▸ **YOUR INSTRUCTIONS**:
Write out the entire passage below on economic development in Memphis word for word, without any changes.

======== TEXT BLOCK

The words of a specialist in economic gardening seem especially especially pertinent to Memphis: “There was another, darker side of recruiting that bothered us. It seemed to be a certain type of business activity – the branch plant of industries that competed primarily on low price and thus needed low cost factors of production…cheap land, free buildings, tax abatements and especially low wage labor. Our experience indicated that these types of expansions stayed around as long as costs stayed low. If the standard of living started to rise, the company pulled up stakes and headed for locations where the costs were even lower. This was the world when we proposed another approach to economic develompent: building the economy from inside out, relying primarily on entrepreneurs.”
Survey after survey concludes that tax incentives are far down on the list of critical elements that influence companies’ decisions on locations and expansions. Much higher is the presence of a high quality of life – vibrant downtown, outdoor recreational options, rich cultural and intellectual scene and research universities.

================
======== SOURCE INFORMATION

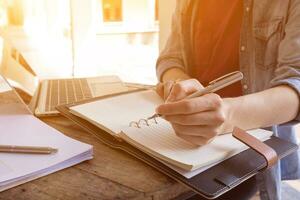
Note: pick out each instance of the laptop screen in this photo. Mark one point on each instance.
(15, 69)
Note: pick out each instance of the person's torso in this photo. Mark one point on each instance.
(261, 33)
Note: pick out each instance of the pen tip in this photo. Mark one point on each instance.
(54, 150)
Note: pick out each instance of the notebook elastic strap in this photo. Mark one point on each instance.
(266, 151)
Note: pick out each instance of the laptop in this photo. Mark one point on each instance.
(53, 92)
(48, 93)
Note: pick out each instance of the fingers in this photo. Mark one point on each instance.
(202, 118)
(160, 89)
(207, 102)
(168, 88)
(182, 89)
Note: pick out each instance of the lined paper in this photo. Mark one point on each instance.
(114, 114)
(161, 141)
(4, 87)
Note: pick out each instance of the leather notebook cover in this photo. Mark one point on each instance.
(211, 183)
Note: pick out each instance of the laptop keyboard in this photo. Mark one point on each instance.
(65, 91)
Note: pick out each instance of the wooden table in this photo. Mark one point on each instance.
(112, 174)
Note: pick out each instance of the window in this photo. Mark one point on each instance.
(112, 10)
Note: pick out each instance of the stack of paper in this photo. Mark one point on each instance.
(26, 130)
(3, 85)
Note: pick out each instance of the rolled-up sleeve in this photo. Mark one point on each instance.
(171, 55)
(288, 70)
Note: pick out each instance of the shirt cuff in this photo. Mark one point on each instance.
(293, 83)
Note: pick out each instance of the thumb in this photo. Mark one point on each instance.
(183, 89)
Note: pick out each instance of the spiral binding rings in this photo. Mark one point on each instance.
(138, 124)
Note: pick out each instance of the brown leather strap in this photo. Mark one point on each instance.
(267, 152)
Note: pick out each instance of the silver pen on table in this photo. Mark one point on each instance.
(213, 86)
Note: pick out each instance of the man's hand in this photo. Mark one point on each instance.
(169, 79)
(196, 120)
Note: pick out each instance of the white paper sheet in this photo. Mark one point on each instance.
(27, 130)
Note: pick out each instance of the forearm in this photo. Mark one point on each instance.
(174, 74)
(273, 106)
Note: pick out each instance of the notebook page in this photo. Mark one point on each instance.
(115, 113)
(4, 87)
(161, 141)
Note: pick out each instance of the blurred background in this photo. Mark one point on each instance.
(82, 38)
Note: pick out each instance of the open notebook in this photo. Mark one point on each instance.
(26, 130)
(114, 115)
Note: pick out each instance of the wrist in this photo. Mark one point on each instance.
(229, 122)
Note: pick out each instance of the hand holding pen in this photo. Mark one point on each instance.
(197, 114)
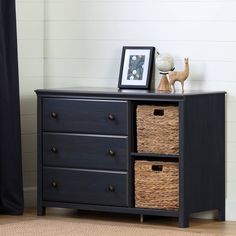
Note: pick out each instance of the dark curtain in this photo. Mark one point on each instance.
(11, 189)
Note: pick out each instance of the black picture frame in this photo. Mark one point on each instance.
(136, 67)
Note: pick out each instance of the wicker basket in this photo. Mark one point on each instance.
(157, 185)
(158, 129)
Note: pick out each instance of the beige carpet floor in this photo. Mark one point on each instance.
(47, 227)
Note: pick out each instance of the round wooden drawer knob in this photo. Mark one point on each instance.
(111, 117)
(54, 184)
(111, 188)
(54, 115)
(54, 149)
(111, 153)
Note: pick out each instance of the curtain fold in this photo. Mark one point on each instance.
(11, 188)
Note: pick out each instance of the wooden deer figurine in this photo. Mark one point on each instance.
(180, 76)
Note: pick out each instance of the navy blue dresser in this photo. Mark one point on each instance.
(87, 146)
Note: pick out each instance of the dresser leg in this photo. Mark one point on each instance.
(221, 214)
(183, 221)
(41, 211)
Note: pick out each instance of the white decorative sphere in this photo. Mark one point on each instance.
(165, 62)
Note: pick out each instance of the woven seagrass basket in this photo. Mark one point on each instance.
(157, 129)
(157, 185)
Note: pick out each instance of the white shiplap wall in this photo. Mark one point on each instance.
(30, 29)
(83, 41)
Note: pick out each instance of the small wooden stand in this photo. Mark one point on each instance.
(164, 84)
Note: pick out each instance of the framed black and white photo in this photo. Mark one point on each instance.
(136, 67)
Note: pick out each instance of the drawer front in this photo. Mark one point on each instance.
(80, 186)
(85, 151)
(85, 116)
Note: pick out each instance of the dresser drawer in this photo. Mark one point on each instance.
(85, 116)
(85, 151)
(84, 186)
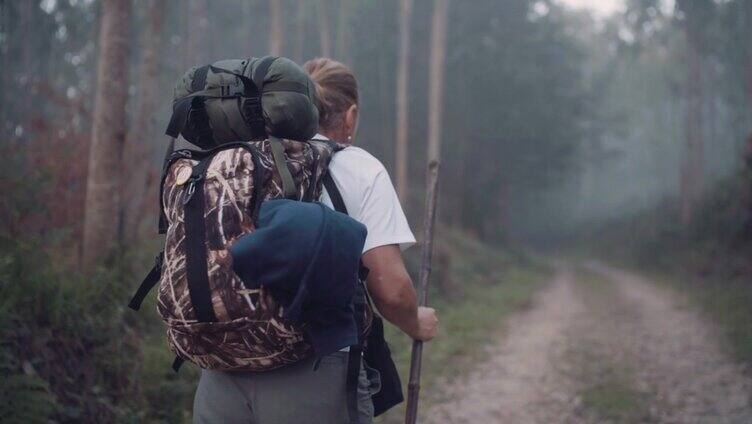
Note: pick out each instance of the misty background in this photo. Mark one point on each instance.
(621, 129)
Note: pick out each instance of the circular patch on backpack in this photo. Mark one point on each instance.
(183, 174)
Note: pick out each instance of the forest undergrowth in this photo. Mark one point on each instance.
(711, 260)
(73, 352)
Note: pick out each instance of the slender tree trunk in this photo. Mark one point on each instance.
(140, 141)
(198, 32)
(300, 31)
(276, 32)
(108, 133)
(402, 105)
(693, 168)
(436, 78)
(322, 11)
(343, 31)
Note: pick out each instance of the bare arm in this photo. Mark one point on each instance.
(392, 291)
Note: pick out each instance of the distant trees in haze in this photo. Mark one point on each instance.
(102, 213)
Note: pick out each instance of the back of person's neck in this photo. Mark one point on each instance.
(334, 136)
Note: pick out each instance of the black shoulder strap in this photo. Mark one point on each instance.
(197, 273)
(151, 279)
(356, 352)
(261, 70)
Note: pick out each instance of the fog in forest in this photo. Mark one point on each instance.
(616, 131)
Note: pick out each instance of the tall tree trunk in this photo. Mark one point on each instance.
(693, 167)
(343, 31)
(300, 32)
(322, 11)
(140, 141)
(402, 105)
(108, 133)
(198, 32)
(276, 31)
(436, 77)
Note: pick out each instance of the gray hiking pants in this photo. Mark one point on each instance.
(293, 394)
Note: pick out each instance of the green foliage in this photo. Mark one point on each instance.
(25, 400)
(710, 260)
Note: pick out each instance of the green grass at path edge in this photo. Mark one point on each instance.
(491, 284)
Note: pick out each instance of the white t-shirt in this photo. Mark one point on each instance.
(370, 197)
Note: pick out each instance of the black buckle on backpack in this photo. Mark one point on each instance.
(254, 116)
(191, 188)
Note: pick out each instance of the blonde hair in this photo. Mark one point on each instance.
(336, 90)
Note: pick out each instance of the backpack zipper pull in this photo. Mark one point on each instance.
(191, 188)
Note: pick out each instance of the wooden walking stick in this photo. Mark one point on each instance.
(413, 386)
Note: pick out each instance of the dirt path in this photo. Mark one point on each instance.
(601, 345)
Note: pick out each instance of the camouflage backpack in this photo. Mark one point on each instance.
(210, 198)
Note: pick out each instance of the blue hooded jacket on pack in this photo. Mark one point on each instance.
(307, 255)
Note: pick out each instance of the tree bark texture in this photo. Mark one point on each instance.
(141, 141)
(436, 78)
(108, 133)
(402, 105)
(324, 31)
(692, 177)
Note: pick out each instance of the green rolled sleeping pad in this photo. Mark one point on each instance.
(243, 100)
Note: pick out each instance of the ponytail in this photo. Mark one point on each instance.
(336, 90)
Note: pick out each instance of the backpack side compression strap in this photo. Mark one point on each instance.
(197, 272)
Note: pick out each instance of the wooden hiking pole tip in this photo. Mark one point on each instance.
(416, 358)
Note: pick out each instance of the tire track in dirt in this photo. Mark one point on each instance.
(519, 382)
(674, 358)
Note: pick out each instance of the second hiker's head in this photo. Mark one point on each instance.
(337, 98)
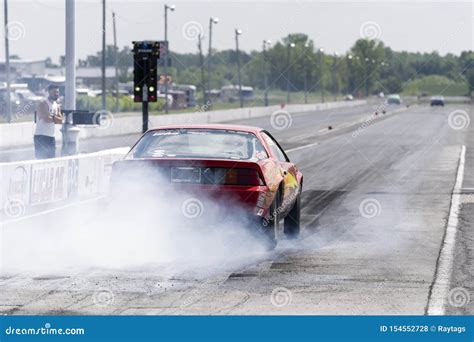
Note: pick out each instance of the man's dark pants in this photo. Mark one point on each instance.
(45, 147)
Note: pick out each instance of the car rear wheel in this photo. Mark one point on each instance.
(292, 220)
(269, 226)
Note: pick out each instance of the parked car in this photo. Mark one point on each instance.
(394, 99)
(437, 101)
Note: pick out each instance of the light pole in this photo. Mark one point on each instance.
(201, 65)
(290, 45)
(334, 76)
(211, 21)
(171, 8)
(265, 79)
(237, 34)
(7, 63)
(104, 92)
(366, 84)
(306, 46)
(321, 79)
(349, 76)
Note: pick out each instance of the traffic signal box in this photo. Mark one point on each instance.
(145, 60)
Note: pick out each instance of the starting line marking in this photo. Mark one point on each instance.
(441, 285)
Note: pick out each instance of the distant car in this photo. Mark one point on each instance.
(237, 167)
(437, 101)
(394, 99)
(348, 97)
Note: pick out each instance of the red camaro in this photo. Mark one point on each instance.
(242, 164)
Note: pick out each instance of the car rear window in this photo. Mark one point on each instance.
(199, 143)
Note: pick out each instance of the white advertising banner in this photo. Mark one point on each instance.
(49, 182)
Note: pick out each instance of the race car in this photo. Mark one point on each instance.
(228, 163)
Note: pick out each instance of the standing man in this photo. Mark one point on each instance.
(48, 114)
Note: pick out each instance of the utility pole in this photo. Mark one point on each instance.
(237, 34)
(172, 7)
(104, 98)
(305, 71)
(201, 62)
(69, 132)
(265, 78)
(288, 66)
(7, 63)
(334, 74)
(321, 79)
(211, 21)
(116, 65)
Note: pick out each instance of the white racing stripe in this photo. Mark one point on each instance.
(45, 212)
(301, 147)
(441, 285)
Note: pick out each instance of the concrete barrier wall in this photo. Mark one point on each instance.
(30, 186)
(21, 134)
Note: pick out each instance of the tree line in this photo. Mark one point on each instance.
(369, 67)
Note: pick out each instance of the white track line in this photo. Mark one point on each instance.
(441, 285)
(22, 218)
(301, 147)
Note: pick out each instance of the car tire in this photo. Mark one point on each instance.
(292, 220)
(269, 226)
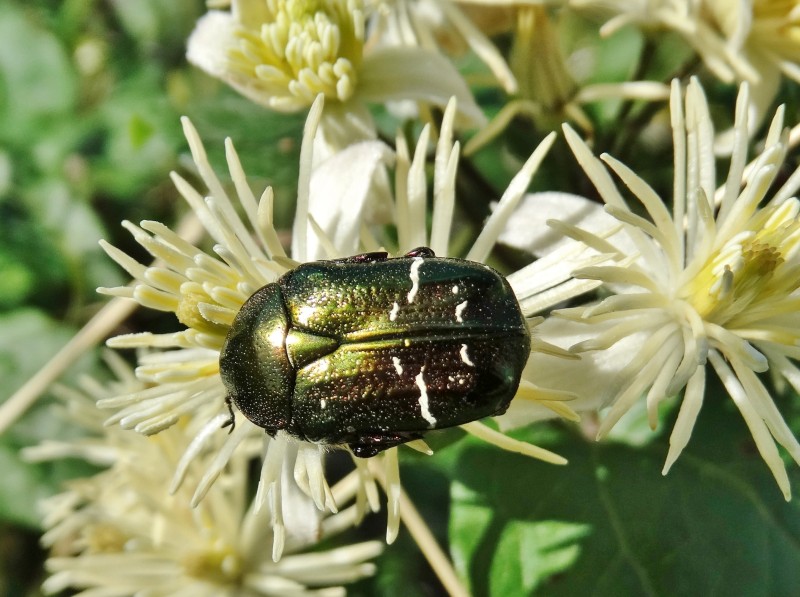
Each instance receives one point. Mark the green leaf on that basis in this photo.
(27, 340)
(609, 523)
(37, 82)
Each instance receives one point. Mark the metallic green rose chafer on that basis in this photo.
(373, 352)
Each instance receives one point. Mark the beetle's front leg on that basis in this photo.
(368, 446)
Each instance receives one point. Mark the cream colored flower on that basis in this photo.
(120, 532)
(283, 53)
(763, 40)
(441, 26)
(688, 18)
(181, 370)
(716, 282)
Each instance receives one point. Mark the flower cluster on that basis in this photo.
(631, 294)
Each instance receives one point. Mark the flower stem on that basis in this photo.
(97, 328)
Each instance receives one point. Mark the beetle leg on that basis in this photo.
(370, 445)
(231, 422)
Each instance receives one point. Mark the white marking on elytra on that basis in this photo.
(465, 356)
(423, 399)
(460, 311)
(305, 314)
(415, 265)
(393, 313)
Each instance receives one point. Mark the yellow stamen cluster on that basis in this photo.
(301, 49)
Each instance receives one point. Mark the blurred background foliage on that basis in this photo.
(91, 93)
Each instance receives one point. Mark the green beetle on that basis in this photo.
(372, 352)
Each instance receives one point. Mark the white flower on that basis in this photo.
(121, 532)
(205, 292)
(440, 26)
(283, 53)
(716, 282)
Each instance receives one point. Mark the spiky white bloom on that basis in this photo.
(716, 282)
(283, 53)
(181, 371)
(763, 40)
(120, 532)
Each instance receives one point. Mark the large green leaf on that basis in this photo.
(610, 524)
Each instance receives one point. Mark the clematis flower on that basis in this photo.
(181, 370)
(713, 285)
(444, 27)
(763, 39)
(283, 53)
(120, 532)
(687, 18)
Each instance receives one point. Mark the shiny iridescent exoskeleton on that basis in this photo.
(373, 352)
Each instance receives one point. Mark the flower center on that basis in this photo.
(304, 48)
(218, 564)
(748, 272)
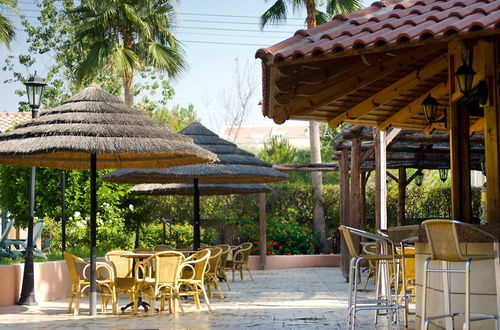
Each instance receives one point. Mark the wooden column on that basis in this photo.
(344, 209)
(354, 213)
(485, 51)
(401, 196)
(262, 230)
(364, 180)
(380, 179)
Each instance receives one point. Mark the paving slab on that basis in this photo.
(301, 298)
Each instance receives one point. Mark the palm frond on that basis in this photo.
(165, 58)
(276, 14)
(321, 17)
(334, 7)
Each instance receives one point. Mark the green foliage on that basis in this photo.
(284, 236)
(278, 151)
(7, 32)
(152, 235)
(126, 36)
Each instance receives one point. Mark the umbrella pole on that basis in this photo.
(93, 235)
(28, 290)
(196, 215)
(63, 211)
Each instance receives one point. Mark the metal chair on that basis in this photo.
(384, 299)
(444, 245)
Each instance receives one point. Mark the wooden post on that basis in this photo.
(354, 213)
(401, 196)
(364, 179)
(380, 177)
(491, 131)
(344, 209)
(262, 230)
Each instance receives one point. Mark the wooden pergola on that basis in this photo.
(376, 67)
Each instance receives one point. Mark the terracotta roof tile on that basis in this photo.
(389, 22)
(11, 119)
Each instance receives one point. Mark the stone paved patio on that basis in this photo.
(304, 298)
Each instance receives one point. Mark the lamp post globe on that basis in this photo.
(35, 86)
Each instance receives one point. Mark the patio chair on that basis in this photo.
(384, 300)
(21, 245)
(4, 241)
(80, 283)
(164, 284)
(444, 245)
(221, 270)
(160, 248)
(193, 277)
(124, 278)
(240, 260)
(211, 273)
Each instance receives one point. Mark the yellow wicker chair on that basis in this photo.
(80, 283)
(221, 270)
(240, 260)
(444, 245)
(164, 284)
(193, 277)
(124, 279)
(211, 273)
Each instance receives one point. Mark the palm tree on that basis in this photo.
(277, 14)
(6, 27)
(127, 36)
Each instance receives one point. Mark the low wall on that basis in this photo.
(52, 280)
(295, 261)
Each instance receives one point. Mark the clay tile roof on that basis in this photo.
(387, 23)
(11, 119)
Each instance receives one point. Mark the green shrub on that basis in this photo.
(284, 236)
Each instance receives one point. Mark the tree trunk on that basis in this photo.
(128, 77)
(319, 222)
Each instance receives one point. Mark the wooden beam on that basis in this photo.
(392, 176)
(478, 126)
(427, 71)
(390, 137)
(414, 107)
(345, 83)
(401, 196)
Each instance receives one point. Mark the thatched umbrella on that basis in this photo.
(234, 166)
(95, 130)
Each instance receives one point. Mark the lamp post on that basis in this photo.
(35, 87)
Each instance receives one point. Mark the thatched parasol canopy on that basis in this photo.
(94, 121)
(234, 165)
(205, 189)
(95, 130)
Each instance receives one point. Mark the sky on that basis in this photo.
(217, 35)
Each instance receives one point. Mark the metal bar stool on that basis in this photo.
(384, 300)
(444, 245)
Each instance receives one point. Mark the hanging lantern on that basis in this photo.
(429, 107)
(465, 76)
(443, 174)
(419, 178)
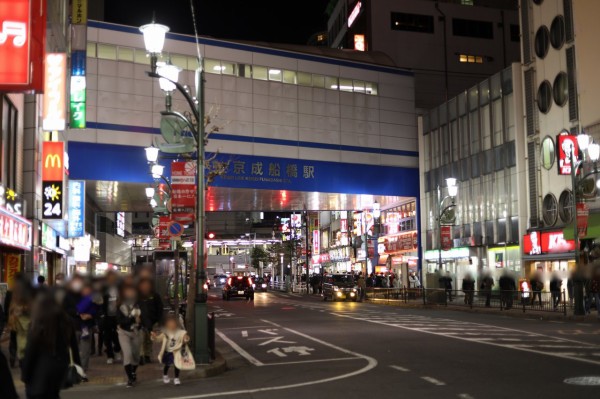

================

▸ **YOUR SOLUTION**:
The words of a specialist in economic gardening seem especially especially pertinent to Memphis: “There was another, darker side of recruiting that bothered us. It seemed to be a certain type of business activity – the branch plant of industries that competed primarily on low price and thus needed low cost factors of production…cheap land, free buildings, tax abatements and especially low wage labor. Our experience indicated that these types of expansions stayed around as long as costs stayed low. If the standard of living started to rise, the company pulled up stakes and headed for locations where the costs were even lower. This was the world when we proposed another approach to economic develompent: building the economy from inside out, relying primarily on entrepreneurs.”
Survey after survey concludes that tax incentives are far down on the list of critical elements that influence companies’ decisions on locations and expansions. Much higher is the presence of a high quality of life – vibrant downtown, outdoor recreational options, rich cultural and intellectual scene and research universities.